> [Written task] Every record should be copied exactly, except that pictures are to be omitted.

> [Data excerpts]

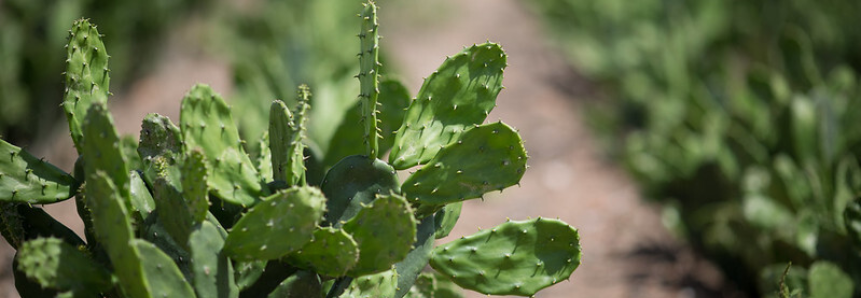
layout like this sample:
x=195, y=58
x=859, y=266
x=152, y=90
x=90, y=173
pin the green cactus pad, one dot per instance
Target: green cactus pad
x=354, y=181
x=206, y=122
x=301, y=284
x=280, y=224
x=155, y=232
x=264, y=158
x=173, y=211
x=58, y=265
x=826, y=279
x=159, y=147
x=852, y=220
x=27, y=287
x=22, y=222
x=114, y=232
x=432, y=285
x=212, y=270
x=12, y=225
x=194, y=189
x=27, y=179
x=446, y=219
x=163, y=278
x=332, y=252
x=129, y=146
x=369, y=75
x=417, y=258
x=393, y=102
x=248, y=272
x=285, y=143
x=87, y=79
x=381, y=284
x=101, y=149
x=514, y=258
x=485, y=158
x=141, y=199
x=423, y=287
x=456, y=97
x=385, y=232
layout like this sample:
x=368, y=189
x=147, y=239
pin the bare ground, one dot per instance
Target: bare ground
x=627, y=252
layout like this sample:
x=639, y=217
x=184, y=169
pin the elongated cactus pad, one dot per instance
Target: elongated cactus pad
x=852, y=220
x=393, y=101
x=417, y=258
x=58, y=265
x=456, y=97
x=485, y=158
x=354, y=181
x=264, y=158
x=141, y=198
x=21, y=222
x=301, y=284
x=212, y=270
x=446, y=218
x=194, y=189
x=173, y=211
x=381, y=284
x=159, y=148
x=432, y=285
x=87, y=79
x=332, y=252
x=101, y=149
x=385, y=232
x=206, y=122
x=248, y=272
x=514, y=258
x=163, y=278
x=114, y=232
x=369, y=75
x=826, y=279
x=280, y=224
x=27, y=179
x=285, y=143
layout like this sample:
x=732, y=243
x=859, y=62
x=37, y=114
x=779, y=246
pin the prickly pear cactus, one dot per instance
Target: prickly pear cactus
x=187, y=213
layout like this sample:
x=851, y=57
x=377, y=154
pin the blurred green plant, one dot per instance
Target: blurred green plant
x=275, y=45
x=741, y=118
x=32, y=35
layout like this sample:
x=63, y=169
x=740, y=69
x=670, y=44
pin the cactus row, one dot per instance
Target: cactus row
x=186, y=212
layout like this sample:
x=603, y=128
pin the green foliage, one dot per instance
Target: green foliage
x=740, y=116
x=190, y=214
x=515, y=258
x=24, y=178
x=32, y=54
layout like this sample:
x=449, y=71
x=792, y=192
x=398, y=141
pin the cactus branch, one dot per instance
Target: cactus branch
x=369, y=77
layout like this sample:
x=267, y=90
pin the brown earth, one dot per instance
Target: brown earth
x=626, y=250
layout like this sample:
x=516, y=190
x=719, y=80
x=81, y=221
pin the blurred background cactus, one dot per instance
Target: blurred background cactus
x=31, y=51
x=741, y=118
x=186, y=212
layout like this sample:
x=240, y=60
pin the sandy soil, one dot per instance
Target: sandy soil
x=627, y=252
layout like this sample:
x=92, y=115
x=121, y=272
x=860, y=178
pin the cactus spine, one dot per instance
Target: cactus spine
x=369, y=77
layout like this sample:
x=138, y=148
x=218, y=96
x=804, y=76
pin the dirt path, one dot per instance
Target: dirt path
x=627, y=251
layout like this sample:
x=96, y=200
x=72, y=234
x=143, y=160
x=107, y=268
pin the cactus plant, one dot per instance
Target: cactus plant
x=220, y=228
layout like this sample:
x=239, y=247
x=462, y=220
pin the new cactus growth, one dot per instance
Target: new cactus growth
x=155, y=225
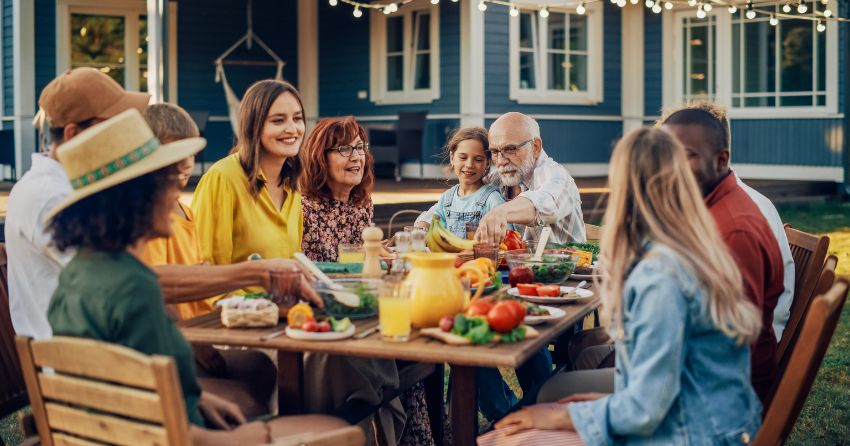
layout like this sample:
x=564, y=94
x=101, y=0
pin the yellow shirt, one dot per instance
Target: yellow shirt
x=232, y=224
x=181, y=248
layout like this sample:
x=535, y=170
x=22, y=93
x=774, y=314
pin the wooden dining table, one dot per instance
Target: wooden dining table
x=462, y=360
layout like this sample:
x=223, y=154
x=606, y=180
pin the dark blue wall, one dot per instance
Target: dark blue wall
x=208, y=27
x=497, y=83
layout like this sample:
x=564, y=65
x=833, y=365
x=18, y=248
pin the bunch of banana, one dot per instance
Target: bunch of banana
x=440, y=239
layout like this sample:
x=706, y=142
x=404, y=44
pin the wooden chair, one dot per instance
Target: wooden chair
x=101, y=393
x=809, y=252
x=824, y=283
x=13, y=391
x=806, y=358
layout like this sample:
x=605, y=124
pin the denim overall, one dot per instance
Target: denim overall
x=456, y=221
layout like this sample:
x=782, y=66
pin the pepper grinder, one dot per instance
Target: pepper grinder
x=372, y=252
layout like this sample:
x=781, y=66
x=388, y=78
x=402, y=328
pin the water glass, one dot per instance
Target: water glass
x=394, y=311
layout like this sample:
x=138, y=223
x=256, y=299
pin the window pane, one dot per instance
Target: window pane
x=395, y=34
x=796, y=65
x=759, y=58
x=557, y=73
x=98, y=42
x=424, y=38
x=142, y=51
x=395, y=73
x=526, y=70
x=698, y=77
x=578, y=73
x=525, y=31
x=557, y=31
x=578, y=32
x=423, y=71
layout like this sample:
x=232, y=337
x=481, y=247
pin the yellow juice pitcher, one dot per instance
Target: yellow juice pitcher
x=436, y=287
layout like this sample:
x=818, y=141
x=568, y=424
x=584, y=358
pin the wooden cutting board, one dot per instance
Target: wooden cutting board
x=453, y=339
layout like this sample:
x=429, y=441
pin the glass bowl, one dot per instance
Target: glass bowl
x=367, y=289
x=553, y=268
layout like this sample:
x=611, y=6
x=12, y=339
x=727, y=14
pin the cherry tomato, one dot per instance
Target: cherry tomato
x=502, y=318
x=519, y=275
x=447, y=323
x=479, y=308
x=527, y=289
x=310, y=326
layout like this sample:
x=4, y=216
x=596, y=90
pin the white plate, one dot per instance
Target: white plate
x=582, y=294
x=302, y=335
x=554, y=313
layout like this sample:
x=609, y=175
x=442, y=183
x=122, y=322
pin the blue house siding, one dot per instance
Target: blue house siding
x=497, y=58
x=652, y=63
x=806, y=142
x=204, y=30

> [Response to this exercise]
layout like this sample:
x=195, y=58
x=859, y=266
x=152, y=90
x=90, y=173
pin the green cactus pad, one dot per instance
Target: green cactus pad
x=354, y=181
x=206, y=122
x=301, y=284
x=280, y=224
x=155, y=232
x=264, y=158
x=173, y=211
x=58, y=265
x=826, y=279
x=159, y=147
x=852, y=220
x=27, y=287
x=22, y=222
x=114, y=232
x=432, y=285
x=212, y=270
x=12, y=225
x=194, y=189
x=27, y=179
x=446, y=219
x=163, y=278
x=332, y=252
x=129, y=146
x=369, y=75
x=417, y=258
x=393, y=102
x=248, y=272
x=285, y=143
x=87, y=79
x=381, y=284
x=101, y=149
x=514, y=258
x=485, y=158
x=141, y=199
x=423, y=287
x=456, y=97
x=385, y=232
layout like this sample:
x=368, y=189
x=147, y=239
pin the bare ground, one dot per instance
Target: bare ground
x=627, y=252
layout like this sample:
x=639, y=217
x=184, y=169
pin the elongated cactus pad, one dot per instance
Target: elongated cactus pad
x=852, y=220
x=393, y=101
x=417, y=258
x=58, y=265
x=456, y=97
x=485, y=158
x=354, y=181
x=264, y=158
x=141, y=198
x=21, y=222
x=301, y=284
x=212, y=270
x=446, y=218
x=194, y=189
x=173, y=211
x=381, y=284
x=159, y=148
x=432, y=285
x=87, y=79
x=332, y=252
x=101, y=149
x=385, y=232
x=206, y=122
x=248, y=272
x=514, y=258
x=163, y=278
x=114, y=232
x=369, y=75
x=826, y=279
x=280, y=224
x=27, y=179
x=285, y=143
layout like this sample:
x=732, y=243
x=859, y=62
x=37, y=114
x=779, y=246
pin the prickly pear cactus, one dot per instance
Target: prickly pear cactus
x=187, y=213
layout like this sample:
x=851, y=57
x=377, y=154
pin the blurred green plant, one dot per instance
Target: blurred green plant
x=275, y=45
x=741, y=118
x=32, y=35
layout like this sample:
x=63, y=169
x=740, y=69
x=670, y=44
pin the cactus row, one dot per instance
Target: cactus row
x=186, y=212
layout like this sample:
x=603, y=128
pin the green foliage, one dot per instance
Target: green foliage
x=740, y=116
x=190, y=214
x=515, y=258
x=24, y=178
x=32, y=54
layout like this sample:
x=449, y=71
x=792, y=192
x=398, y=141
pin the cactus branch, one dot per instance
Target: cactus branch
x=369, y=77
layout like this sample:
x=267, y=90
pin the brown earth, one dot per instance
Target: brown earth
x=626, y=250
layout like this sample:
x=516, y=190
x=719, y=80
x=81, y=221
pin the blurred background cactus, one dot per instance
Target: blurred background cactus
x=31, y=51
x=741, y=118
x=186, y=212
layout like this sample:
x=240, y=60
pin the sandy soil, one dot per instance
Target: sandy soil
x=627, y=252
layout like this sample:
x=92, y=115
x=121, y=272
x=860, y=178
pin the cactus spine, one dot per instance
Target: cactus spine
x=369, y=77
layout like this sample:
x=138, y=148
x=218, y=96
x=804, y=76
pin the dirt path, one dot per instance
Target: dirt path
x=627, y=251
layout like this sample:
x=96, y=200
x=72, y=234
x=143, y=160
x=107, y=268
pin the cactus plant, one dot per instance
Target: cactus plant
x=220, y=228
layout like this sample:
x=239, y=247
x=462, y=220
pin the new cactus growth, one dot per instance
Target: new cactus growth
x=155, y=225
layout like this sample:
x=564, y=94
x=101, y=0
pin the yellow shirt, one dot per instance
Target: yellow shirt
x=232, y=224
x=181, y=248
layout like this sample:
x=535, y=170
x=22, y=93
x=774, y=314
pin the wooden dining table, one dot per instance
Target: wooden dining table
x=462, y=360
layout like this sample:
x=223, y=154
x=606, y=180
pin the dark blue wall, one dot per instance
Target: dark blue wall
x=208, y=27
x=497, y=83
layout like this sample:
x=564, y=65
x=833, y=365
x=18, y=248
pin the bunch of banana, one dot per instance
Target: bunch of banana
x=440, y=239
layout like this sample:
x=706, y=142
x=404, y=44
pin the wooden chair, one dot per instance
Target: wooden chair
x=101, y=393
x=809, y=252
x=824, y=283
x=13, y=391
x=806, y=358
layout like this sample:
x=605, y=124
pin the denim overall, one dot per instance
Target: denim overall
x=456, y=221
layout like this sample:
x=782, y=66
pin the pepper grinder, one dot per instance
Target: pepper grinder
x=372, y=252
layout like this sample:
x=781, y=66
x=388, y=78
x=402, y=328
pin the water glass, one dot per instance
Target: water glass
x=394, y=311
layout like this sample:
x=138, y=223
x=256, y=299
pin the window pane, one dot per instance
Target: window pane
x=395, y=34
x=796, y=65
x=759, y=58
x=557, y=73
x=98, y=42
x=424, y=38
x=142, y=51
x=395, y=73
x=526, y=70
x=698, y=77
x=578, y=73
x=525, y=31
x=557, y=31
x=578, y=32
x=423, y=71
layout like this sample:
x=232, y=337
x=481, y=247
pin the yellow juice pitcher, one dot per instance
Target: yellow juice pitcher
x=436, y=287
layout like this sample:
x=818, y=141
x=568, y=424
x=584, y=358
pin the wooden cutting board, one dot per instance
Target: wooden cutting board
x=453, y=339
layout like this sample:
x=429, y=441
pin the glass bowl, one dot per instance
Target: glass bowl
x=367, y=289
x=553, y=268
layout like this sample:
x=611, y=6
x=12, y=339
x=727, y=14
pin the cherry tomato, one dot per instance
Target: cherry tomato
x=502, y=318
x=519, y=275
x=447, y=323
x=479, y=308
x=527, y=289
x=310, y=326
layout like this sample:
x=4, y=216
x=596, y=90
pin the white plate, one dot per instance
Target: white plate
x=582, y=294
x=302, y=335
x=554, y=313
layout like this sample:
x=609, y=175
x=442, y=183
x=122, y=322
pin the blue house siding, one dot per instance
Target: blue house siding
x=497, y=58
x=652, y=63
x=806, y=142
x=204, y=30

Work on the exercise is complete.